[Input rows]:
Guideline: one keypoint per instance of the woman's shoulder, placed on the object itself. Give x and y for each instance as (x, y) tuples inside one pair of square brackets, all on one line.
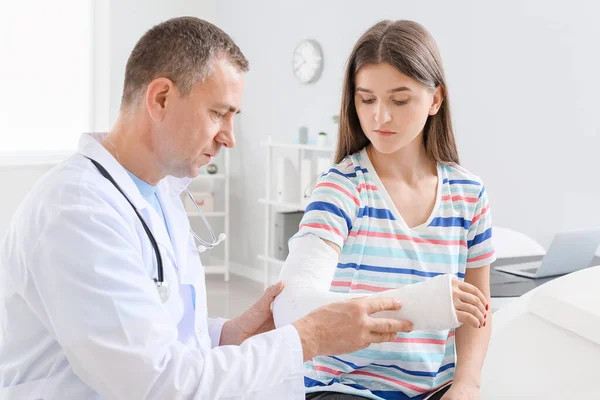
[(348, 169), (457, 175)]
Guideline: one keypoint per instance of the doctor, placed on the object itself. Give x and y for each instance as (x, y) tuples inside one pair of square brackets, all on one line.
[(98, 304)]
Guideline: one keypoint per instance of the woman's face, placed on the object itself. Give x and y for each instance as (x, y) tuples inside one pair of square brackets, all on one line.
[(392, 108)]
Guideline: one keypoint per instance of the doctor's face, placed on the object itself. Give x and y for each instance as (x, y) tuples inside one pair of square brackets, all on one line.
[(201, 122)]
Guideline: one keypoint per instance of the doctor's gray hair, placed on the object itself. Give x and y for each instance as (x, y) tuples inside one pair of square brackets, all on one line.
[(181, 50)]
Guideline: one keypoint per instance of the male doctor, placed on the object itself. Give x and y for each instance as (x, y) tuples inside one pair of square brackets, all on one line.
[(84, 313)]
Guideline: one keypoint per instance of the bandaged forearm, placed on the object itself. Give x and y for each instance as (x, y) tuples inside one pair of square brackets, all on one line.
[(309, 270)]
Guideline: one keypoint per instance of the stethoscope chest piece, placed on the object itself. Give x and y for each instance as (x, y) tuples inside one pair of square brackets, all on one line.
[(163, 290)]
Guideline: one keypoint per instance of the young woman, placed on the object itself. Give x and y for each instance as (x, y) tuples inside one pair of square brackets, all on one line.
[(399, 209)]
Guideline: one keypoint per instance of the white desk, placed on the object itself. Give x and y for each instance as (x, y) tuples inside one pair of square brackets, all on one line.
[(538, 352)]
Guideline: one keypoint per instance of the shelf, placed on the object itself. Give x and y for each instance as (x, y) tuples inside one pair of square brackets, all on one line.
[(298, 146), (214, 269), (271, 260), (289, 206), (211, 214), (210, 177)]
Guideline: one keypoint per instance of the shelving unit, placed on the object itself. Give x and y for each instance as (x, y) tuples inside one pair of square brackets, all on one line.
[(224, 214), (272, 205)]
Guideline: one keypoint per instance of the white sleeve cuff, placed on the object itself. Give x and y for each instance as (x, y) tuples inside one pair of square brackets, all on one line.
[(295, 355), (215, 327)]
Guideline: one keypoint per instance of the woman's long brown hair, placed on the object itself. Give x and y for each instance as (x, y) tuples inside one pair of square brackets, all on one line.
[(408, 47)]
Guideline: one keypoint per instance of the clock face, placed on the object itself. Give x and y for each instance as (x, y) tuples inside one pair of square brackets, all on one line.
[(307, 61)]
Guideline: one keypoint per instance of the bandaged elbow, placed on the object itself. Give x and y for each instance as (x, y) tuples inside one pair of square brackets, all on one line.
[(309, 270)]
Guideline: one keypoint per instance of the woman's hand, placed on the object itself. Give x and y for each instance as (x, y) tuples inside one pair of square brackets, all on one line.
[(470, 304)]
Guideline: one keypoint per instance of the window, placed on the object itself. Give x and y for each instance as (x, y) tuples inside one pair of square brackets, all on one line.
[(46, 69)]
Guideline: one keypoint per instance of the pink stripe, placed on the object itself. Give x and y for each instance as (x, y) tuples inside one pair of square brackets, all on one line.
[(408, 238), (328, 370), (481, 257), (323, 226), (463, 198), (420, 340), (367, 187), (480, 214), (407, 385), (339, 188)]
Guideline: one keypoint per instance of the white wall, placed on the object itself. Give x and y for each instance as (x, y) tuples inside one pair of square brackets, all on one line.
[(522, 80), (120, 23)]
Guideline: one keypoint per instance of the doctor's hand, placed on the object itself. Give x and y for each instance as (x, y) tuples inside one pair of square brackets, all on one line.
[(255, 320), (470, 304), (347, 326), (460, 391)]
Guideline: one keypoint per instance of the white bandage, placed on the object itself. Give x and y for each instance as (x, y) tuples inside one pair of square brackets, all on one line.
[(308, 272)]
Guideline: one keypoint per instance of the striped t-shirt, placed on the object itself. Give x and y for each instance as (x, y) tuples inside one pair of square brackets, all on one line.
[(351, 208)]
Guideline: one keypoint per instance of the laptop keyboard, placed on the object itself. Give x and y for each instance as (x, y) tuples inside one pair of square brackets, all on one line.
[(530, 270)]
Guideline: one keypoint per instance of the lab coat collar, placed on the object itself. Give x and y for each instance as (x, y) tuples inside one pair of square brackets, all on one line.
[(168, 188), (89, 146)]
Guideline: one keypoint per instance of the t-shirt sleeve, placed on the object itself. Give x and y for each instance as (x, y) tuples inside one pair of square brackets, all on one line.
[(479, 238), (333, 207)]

[Objective]: Reproduce every item above word for word, omitting the pictures.

[Solution]:
Guideline: one keypoint per instance of the woman's shoulder, placed on the object itself. Give x and y for each instance as (x, y) tuples inside one pair of square brackets, all on one line.
[(348, 169), (457, 175)]
Guideline: one keypoint per instance of the doctor, placed on the object itself. Give x and y for each instance as (x, y) tuples inside one pair of square brackets, all on one line.
[(98, 304)]
Guideline: one keypoint per instance of the woman's face, placed on the object itself. Give x and y for each instance as (x, y) tuples inside one pair of square brackets, all on one line.
[(392, 108)]
Guideline: one keypoint per instance of the doctor's face, placed on the object itself. Give x and y for each instance as (x, y) tuples inside one pair of square brackets, all on one line.
[(201, 122)]
Guideline: one keypoint per instance of the doctor's gray hair, placed on the object itself. Give x and y for each instance as (x, y) tuples inside one pair of square brackets, all on one line.
[(181, 50)]
Guideline: one keypoint per instance of the male doctor, placed on the object itself. Give x and y for each instance as (x, y) tuples inside one pair of square brackets, all on one line.
[(84, 313)]
Guideline: one keypoint per instance of the bandaged forearm, placed on the object itself. Give x and y for each instance as (x, y) tuples inside one pair of square brackets, all on one line.
[(309, 270)]
Guideline: one keypoint per instance of the stethoscope chest piece, placed on the object itself. Give x and y for each instance as (x, y) tuples inside one pair of square brackets, all on one line.
[(163, 290)]
Guideline: one keypoint per instance of the young woman, placed on the object itself. Give x and y for each instance as (x, y) tuples inside one pair of square brackets, all on one line.
[(399, 209)]
Guideline: one keypoint per instance of the white desk, placed on the object itself. Give x and y for each instance as (x, y) tuples inside one pair of square brackets, all on one line.
[(538, 352)]
Guideline: one keypoint per instance of the shelf, placed on the object itself. Give x and y for each instance as (x, y) tuples inside one pair of square brackets, all on one line.
[(298, 146), (214, 269), (271, 260), (289, 206), (211, 214), (210, 177)]
Guideline: one keypoint per instance of the shelving unit, placed on the object itself. Give x and y for each instance as (x, y) tuples inside one pair of square brackets, all on one line.
[(224, 214), (272, 205)]
Guideline: one keypoint per instance of the white sleeve cuff, placed on the object itself. Give x and y for each instance as (x, y) tuples inside one pair of square brackets, all on one line.
[(295, 355), (215, 327)]
Guideline: one keypoint per instance of the woman's long brown hair, placed on the object itself. Give x and y for each instance as (x, y) tuples inside one pair of square brackets, all on one line.
[(408, 47)]
Guideline: one keypoint per instance of the clock face, placed on the object itself. Give x and y for each instance as (x, y) tuples inside one pair of square brackets, all on one line.
[(307, 61)]
Guideline: one keypoint per instance of the bandaged elbow, placed on the object itself. Give x and y for each instance as (x, y) tuples inside one pair of square brackets, all on one line.
[(309, 270)]
Guideline: one keypoint per instance of the woman's hand, placed on the object itself. Give x and y for each instance as (x, y) tuples inside one pair of square brackets, all on one line.
[(470, 304)]
Guideline: one keypoint per instance of the window, placed on the object itself. Give x and y for each instance as (x, y) tuples inside one pair of square brackets, all on one line.
[(46, 69)]
Guideline: one keypoint per instance of the pink stripe, placed on the object itself. Give x and y for each instance as (x, y) tuples inside one pair of square brackets, all on one line.
[(408, 238), (328, 370), (481, 257), (323, 226), (463, 198), (420, 340), (367, 187), (480, 214), (407, 385), (339, 188)]
Guideline: one keypoint per instance of the white wall, placed on the object itself. Give x and y for each instance as (x, y) tuples inside one pair of square brackets, all on one line.
[(522, 80), (120, 23)]
Guideline: one keypoint per instance of the doctor's hand, placed on the object itself. Give x and y for each instance as (x, y) tuples inside one pair of square brackets, all on one line.
[(255, 320), (470, 304), (347, 326), (460, 391)]
Guideline: one keypoint per instance of the white bandage, placed on the object itself. Give x and y for each instance as (x, y) tuples inside one pair of square brackets, all on one line.
[(308, 272)]
Guideline: one keypoint per instance of the striped t-shirt, placed on the object itself. Give x and y for each instance as (x, y) tuples inside one pair of square brackets, all on one line.
[(351, 208)]
Guideline: one keypoint per instance of the laptop keyboard, placed on the object itself. Give x and y for each instance as (x, y) tuples inside one pair of square brackets, all on one line.
[(530, 270)]
Guideline: one keypoint per instance of the lab coat collar, placed on the object itself. Give x and y for each instance as (x, y) tuples inside one pair of square brackets, all on one line.
[(168, 188), (89, 146)]
Guideline: one keypoint per instance of the t-shirt sleeve, placed on the object itself. Give x and y for each instance as (x, y) tuples inside one pair of square brackets, all on one line.
[(479, 238), (333, 207)]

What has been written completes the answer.